# YOUR OBJECTIVE
Among the entries below, find all lines that include "logo" and copy them.

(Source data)
*** Begin section ***

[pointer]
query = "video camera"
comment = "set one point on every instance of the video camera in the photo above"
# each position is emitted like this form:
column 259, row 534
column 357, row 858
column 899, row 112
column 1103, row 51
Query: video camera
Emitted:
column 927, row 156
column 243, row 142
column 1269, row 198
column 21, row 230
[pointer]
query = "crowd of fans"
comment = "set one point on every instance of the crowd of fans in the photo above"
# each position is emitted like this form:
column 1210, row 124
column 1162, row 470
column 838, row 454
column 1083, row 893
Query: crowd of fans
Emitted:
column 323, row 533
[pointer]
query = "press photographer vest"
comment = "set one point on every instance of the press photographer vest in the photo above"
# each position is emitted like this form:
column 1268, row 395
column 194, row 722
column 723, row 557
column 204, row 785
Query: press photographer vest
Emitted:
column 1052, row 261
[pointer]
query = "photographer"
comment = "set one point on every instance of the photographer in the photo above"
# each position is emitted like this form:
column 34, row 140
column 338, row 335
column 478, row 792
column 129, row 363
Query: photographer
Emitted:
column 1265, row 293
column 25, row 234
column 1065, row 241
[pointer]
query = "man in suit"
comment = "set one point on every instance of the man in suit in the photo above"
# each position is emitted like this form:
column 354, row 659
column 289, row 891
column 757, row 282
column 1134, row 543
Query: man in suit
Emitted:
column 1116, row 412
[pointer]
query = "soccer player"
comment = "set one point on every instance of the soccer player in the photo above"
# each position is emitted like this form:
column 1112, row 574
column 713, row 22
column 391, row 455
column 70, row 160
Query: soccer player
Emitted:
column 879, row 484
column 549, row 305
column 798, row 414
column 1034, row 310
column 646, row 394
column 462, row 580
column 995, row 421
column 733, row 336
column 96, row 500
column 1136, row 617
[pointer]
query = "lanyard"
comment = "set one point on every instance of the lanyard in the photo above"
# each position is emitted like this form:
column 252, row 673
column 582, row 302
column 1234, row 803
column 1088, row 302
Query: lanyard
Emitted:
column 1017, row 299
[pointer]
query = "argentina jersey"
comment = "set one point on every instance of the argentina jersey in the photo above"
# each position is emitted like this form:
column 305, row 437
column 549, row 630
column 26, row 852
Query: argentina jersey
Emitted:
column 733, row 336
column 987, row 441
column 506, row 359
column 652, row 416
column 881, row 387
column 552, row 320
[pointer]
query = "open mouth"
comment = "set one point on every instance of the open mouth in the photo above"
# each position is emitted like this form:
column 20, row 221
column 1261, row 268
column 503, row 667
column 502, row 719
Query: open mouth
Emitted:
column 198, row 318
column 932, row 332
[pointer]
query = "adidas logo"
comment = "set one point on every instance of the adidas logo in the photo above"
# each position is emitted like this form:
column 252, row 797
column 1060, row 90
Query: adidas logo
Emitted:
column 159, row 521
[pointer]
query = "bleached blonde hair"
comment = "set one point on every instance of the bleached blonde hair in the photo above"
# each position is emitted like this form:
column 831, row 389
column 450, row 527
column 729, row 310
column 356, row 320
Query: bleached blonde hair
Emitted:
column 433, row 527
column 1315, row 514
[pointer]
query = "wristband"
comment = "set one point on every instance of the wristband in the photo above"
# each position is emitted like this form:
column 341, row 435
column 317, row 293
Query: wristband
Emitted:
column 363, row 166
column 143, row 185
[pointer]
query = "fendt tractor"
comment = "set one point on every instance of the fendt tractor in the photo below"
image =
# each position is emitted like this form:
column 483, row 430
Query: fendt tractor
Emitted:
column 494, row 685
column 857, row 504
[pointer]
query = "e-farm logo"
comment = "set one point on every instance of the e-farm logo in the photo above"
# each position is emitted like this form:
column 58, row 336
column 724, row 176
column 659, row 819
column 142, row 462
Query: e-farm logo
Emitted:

*** End section ***

# EXERCISE ANSWER
query = "adidas logo"
comment = "set one point on every instance of the adidas logo in the photo above"
Query: adidas logo
query = "e-farm logo"
comment = "set one point on every instance of the e-farm logo in the photo above"
Query: e-farm logo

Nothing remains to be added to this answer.